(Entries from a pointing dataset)
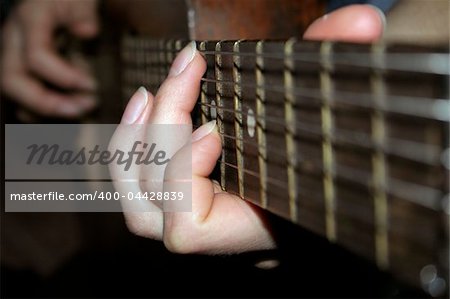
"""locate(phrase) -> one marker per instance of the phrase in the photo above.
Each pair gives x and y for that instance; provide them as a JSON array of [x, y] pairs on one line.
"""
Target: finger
[[142, 217], [83, 18], [41, 55], [29, 92], [172, 111], [355, 23], [178, 94], [219, 223]]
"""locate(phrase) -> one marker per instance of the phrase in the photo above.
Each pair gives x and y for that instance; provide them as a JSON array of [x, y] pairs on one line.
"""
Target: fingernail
[[204, 130], [135, 106], [183, 59], [381, 14]]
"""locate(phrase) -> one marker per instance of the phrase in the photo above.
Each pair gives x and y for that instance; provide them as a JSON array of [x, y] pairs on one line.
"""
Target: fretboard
[[349, 141]]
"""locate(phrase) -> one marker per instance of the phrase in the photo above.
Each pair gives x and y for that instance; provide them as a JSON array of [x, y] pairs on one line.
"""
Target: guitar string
[[424, 107], [433, 108], [348, 173], [424, 196], [425, 61]]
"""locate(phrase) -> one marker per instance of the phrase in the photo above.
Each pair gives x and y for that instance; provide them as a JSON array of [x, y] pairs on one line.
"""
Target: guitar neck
[[346, 140]]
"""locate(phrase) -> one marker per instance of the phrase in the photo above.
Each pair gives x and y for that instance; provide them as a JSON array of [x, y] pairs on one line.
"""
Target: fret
[[327, 127], [238, 123], [275, 133], [355, 208], [379, 165], [309, 170], [291, 151], [226, 116], [261, 124], [208, 97], [205, 115]]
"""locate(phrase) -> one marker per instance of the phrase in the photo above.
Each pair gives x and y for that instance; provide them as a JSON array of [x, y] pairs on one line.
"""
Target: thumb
[[83, 18], [354, 23]]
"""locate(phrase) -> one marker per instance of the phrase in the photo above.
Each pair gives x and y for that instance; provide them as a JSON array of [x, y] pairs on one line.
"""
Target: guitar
[[349, 141]]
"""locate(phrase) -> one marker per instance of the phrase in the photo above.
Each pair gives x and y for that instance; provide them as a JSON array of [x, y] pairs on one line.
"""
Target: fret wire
[[290, 120], [402, 148], [414, 106], [261, 124], [220, 120], [238, 121], [326, 86], [379, 164]]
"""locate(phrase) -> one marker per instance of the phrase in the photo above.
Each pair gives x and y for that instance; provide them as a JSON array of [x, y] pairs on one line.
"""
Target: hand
[[29, 57], [219, 222]]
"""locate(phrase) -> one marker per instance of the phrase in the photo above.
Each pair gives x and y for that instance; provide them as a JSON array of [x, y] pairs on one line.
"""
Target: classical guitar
[[349, 141]]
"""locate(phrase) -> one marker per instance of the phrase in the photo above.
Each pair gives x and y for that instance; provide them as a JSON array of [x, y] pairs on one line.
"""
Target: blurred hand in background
[[33, 73]]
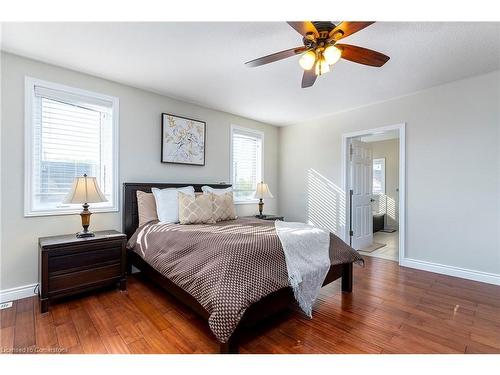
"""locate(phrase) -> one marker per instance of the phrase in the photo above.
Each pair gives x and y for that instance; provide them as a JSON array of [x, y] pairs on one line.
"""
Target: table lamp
[[85, 190], [261, 193]]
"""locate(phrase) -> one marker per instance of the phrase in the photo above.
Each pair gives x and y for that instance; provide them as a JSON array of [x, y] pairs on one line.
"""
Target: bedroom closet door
[[361, 181]]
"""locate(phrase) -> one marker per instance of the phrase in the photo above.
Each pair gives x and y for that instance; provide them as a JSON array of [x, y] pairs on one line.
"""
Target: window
[[246, 162], [69, 132], [379, 176]]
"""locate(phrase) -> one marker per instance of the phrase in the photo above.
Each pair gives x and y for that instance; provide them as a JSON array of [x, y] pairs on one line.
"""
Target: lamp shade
[[85, 190], [263, 191]]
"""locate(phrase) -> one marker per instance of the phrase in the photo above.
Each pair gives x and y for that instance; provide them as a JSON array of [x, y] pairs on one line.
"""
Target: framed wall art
[[182, 140]]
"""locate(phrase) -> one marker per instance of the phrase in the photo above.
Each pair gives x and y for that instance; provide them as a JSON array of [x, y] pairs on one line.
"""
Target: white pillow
[[207, 190], [167, 202]]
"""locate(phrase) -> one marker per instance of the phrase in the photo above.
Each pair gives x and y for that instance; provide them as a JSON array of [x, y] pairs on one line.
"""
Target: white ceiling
[[203, 62]]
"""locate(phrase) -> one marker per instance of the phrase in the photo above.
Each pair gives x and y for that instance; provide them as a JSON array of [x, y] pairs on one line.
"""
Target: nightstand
[[271, 217], [69, 265]]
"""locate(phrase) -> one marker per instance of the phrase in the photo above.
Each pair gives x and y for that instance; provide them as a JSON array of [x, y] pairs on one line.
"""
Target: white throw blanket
[[307, 259]]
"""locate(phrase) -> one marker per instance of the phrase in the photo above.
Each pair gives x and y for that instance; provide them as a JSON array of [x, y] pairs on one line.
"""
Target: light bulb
[[332, 54], [307, 60], [322, 67]]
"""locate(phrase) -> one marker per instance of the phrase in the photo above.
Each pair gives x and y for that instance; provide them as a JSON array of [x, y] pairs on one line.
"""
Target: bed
[[267, 305]]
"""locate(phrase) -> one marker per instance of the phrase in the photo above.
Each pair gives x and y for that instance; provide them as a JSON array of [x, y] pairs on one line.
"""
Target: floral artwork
[[183, 140]]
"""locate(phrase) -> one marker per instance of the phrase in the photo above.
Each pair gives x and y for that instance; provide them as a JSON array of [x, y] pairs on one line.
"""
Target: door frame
[[402, 179]]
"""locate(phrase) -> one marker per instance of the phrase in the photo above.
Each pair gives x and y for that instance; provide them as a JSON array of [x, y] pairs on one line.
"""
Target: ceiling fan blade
[[276, 56], [308, 78], [304, 27], [362, 55], [348, 28]]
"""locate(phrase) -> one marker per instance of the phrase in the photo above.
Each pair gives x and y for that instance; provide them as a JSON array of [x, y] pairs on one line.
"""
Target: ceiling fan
[[321, 49]]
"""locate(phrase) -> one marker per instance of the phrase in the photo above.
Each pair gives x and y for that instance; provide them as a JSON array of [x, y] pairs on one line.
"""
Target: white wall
[[452, 175], [388, 203], [140, 125]]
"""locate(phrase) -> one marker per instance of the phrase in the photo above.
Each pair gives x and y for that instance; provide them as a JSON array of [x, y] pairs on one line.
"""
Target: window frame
[[258, 133], [29, 93], [380, 161]]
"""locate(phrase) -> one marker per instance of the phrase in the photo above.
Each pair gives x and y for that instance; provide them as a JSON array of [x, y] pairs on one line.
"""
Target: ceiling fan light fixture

WHAT IS NEEDED » Please give every line of the entries above as a Markdown table with the columns n and Line, one numbered row per line, skipping blank lines. Leave the pictures out.

EXERCISE RESULT »
| n | Line |
|---|---|
| 1 | """locate(phrase) -> one marker per instance of the phrase in the photo above. |
| 2 | Each pair gives x and y for that instance; provide them as a JSON array of [x, y] pairs on one line. |
| 3 | """ |
| 4 | Target: finger |
| 5 | [[142, 217], [83, 18], [41, 55], [29, 92], [172, 111], [355, 23], [178, 94], [219, 223]] |
| 6 | """locate(phrase) -> one marker per instance of the phrase in the photo above. |
| 7 | Each pair gives x and y for that instance; provide them as a JSON array of [x, y] pairs on one line. |
| 8 | """ |
| 9 | Target: fingernail |
| 10 | [[204, 130], [135, 106], [183, 59], [381, 14]] |
| 11 | """locate(phrase) -> one marker per instance of the phrase in the photo above. |
| 12 | Each pair gives x and y for that instance; provide them as a JSON array of [x, y] pairs on one line. |
| 13 | """ |
| 14 | Target: fretboard |
| 15 | [[349, 141]] |
| 16 | """locate(phrase) -> one marker per instance of the phrase in the photo above. |
| 17 | Each pair gives x and y for that instance; provide them as a JSON array of [x, y] pairs on one line. |
| 18 | """ |
| 19 | Target: guitar string |
| 20 | [[424, 107], [433, 108], [348, 173], [424, 196], [425, 61]] |
| 21 | """locate(phrase) -> one marker per instance of the phrase in the photo above. |
| 22 | Each pair gives x and y for that instance; provide them as a JSON array of [x, y] pairs on one line. |
| 23 | """ |
| 24 | Target: guitar neck |
| 25 | [[346, 140]] |
| 26 | """locate(phrase) -> one marker per instance of the phrase in the photo above. |
| 27 | Each pair gives x and y for that instance; provide them as a JSON array of [x, y] pairs on one line. |
| 28 | """ |
| 29 | Target: fret |
| 30 | [[327, 127], [238, 123], [275, 133], [355, 208], [379, 165], [309, 170], [291, 151], [226, 116], [261, 124], [208, 97], [205, 115]] |
| 31 | """locate(phrase) -> one marker per instance of the phrase in the photo above. |
| 32 | Each pair gives x and y for that instance; provide them as a JSON array of [x, y] pairs on one line. |
| 33 | """ |
| 34 | Target: thumb |
| 35 | [[83, 18], [354, 23]] |
| 36 | """locate(phrase) -> one marker per instance of the phrase in the photo above. |
| 37 | Each pair gives x and y for that instance; provide them as a JSON array of [x, y] pairs on one line. |
| 38 | """ |
| 39 | Target: guitar |
| 40 | [[349, 141]] |
| 41 | """locate(phrase) -> one marker per instance of the phrase in the photo above. |
| 42 | Each pair gives x and y for that instance; provide them as a JSON array of [x, y] pairs on one line. |
| 43 | """ |
| 44 | Target: fret wire |
| 45 | [[290, 120], [402, 148], [414, 106], [261, 124], [220, 120], [238, 121], [326, 86], [379, 164]] |
| 46 | """locate(phrase) -> one marker per instance of the phrase in the photo above. |
| 47 | Each pair gives x and y for that instance; provide them as a JSON array of [x, y] pairs on one line. |
| 48 | """ |
| 49 | Target: hand |
| 50 | [[29, 57], [219, 222]] |
| 51 | """locate(phrase) -> one marker per instance of the phrase in the photo above. |
| 52 | Each pair gives x and y for that instance; provide them as a JSON array of [x, y] pairs on one line. |
| 53 | """ |
| 54 | Target: classical guitar |
| 55 | [[349, 141]] |
| 56 | """locate(phrase) -> one marker per instance of the phrase in the photo above. |
| 57 | Each pair gives x and y for that instance; provide them as a JSON array of [x, y] pairs on one line. |
| 58 | """ |
| 59 | Target: blurred hand in background |
| 60 | [[33, 73]] |
| 61 | """locate(phrase) -> one marker per instance of the phrase in the photo above. |
| 62 | Each pair gives x and y for that instance; provide them as a JSON array of [x, y] pairs on one line. |
| 63 | """ |
| 64 | Target: table lamp |
| 65 | [[85, 190], [261, 193]] |
| 66 | """locate(phrase) -> one marker per instance of the phrase in the photo above. |
| 67 | Each pair gives x and y for that instance; provide them as a JSON array of [x, y] pairs on one line. |
| 68 | """ |
| 69 | Target: bedroom closet door |
| 70 | [[361, 181]] |
| 71 | """locate(phrase) -> one marker per instance of the phrase in the photo above. |
| 72 | Each pair gives x and y for that instance; provide them as a JSON array of [x, y] pairs on one line. |
| 73 | """ |
| 74 | Target: window |
| 75 | [[246, 162], [69, 132], [379, 176]] |
| 76 | """locate(phrase) -> one marker per instance of the phrase in the photo above. |
| 77 | Each pair gives x and y for that instance; provide them as a JSON array of [x, y] pairs on one line. |
| 78 | """ |
| 79 | Target: lamp shade |
| 80 | [[85, 190], [263, 191]] |
| 81 | """locate(phrase) -> one marker per instance of the phrase in the photo above. |
| 82 | Each pair gives x and y for that instance; provide them as a JSON array of [x, y] pairs on one line. |
| 83 | """ |
| 84 | Target: framed wall art |
| 85 | [[182, 140]] |
| 86 | """locate(phrase) -> one marker per instance of the phrase in the photo above. |
| 87 | Each pair gives x and y for that instance; provide them as a JSON array of [x, y] pairs on one line. |
| 88 | """ |
| 89 | Target: white pillow |
| 90 | [[207, 190], [167, 202]] |
| 91 | """locate(phrase) -> one marker per instance of the phrase in the photo above. |
| 92 | Each pair gives x and y for that instance; provide them as a JSON array of [x, y] pairs on one line. |
| 93 | """ |
| 94 | Target: white ceiling |
| 95 | [[203, 62]] |
| 96 | """locate(phrase) -> one marker per instance of the phrase in the photo above. |
| 97 | Each pair gives x and y for that instance; provide them as a JSON array of [x, y] pairs on one line. |
| 98 | """ |
| 99 | Target: nightstand |
| 100 | [[271, 217], [69, 265]] |
| 101 | """locate(phrase) -> one marker per instance of the phrase in the photo above. |
| 102 | Each pair gives x and y for that instance; provide them as a JSON array of [x, y] pairs on one line. |
| 103 | """ |
| 104 | Target: white throw blanket |
| 105 | [[307, 259]] |
| 106 | """locate(phrase) -> one marker per instance of the phrase in the photo above. |
| 107 | Each pair gives x and y for that instance; provide them as a JSON array of [x, y] pairs on one line. |
| 108 | """ |
| 109 | Target: light bulb |
| 110 | [[332, 54], [307, 60], [322, 67]] |
| 111 | """locate(phrase) -> one marker per instance of the phrase in the photo above. |
| 112 | Each pair gives x and y for that instance; provide them as a JSON array of [x, y] pairs on one line. |
| 113 | """ |
| 114 | Target: bed |
| 115 | [[267, 305]] |
| 116 | """locate(phrase) -> one marker per instance of the phrase in the photo above. |
| 117 | Each pair gives x and y for that instance; provide them as a JSON array of [x, y] pairs on one line. |
| 118 | """ |
| 119 | Target: floral artwork |
| 120 | [[183, 140]] |
| 121 | """locate(phrase) -> one marker per instance of the phrase in the photo above. |
| 122 | Each pair gives x and y for that instance; provide them as a JSON array of [x, y] pairs on one line. |
| 123 | """ |
| 124 | Target: door frame |
| 125 | [[402, 179]] |
| 126 | """locate(phrase) -> one marker per instance of the phrase in the photo above. |
| 127 | Each pair gives x and y for that instance; provide them as a JSON array of [x, y] pairs on one line. |
| 128 | """ |
| 129 | Target: ceiling fan blade |
| 130 | [[276, 56], [308, 78], [304, 27], [362, 55], [348, 28]] |
| 131 | """locate(phrase) -> one marker per instance of the phrase in the photo above. |
| 132 | Each pair gives x and y for that instance; provide them as a JSON array of [x, y] pairs on one line. |
| 133 | """ |
| 134 | Target: ceiling fan |
| 135 | [[321, 49]] |
| 136 | """locate(phrase) -> one marker per instance of the phrase in the photo above. |
| 137 | Each pair gives x and y for that instance; provide them as a JSON array of [x, y] pairs on one line. |
| 138 | """ |
| 139 | Target: white wall |
| 140 | [[452, 175], [388, 203], [140, 125]] |
| 141 | """locate(phrase) -> one marker per instance of the phrase in the photo above. |
| 142 | Each pair gives x and y for that instance; provide them as a JSON array of [x, y] pairs on one line. |
| 143 | """ |
| 144 | Target: window frame |
| 145 | [[258, 133], [29, 93], [380, 161]] |
| 146 | """locate(phrase) -> one marker per instance of the phrase in the photo above. |
| 147 | Each pair gives x and y for that instance; provide them as a JSON array of [x, y] pairs on one line. |
| 148 | """ |
| 149 | Target: ceiling fan light fixture |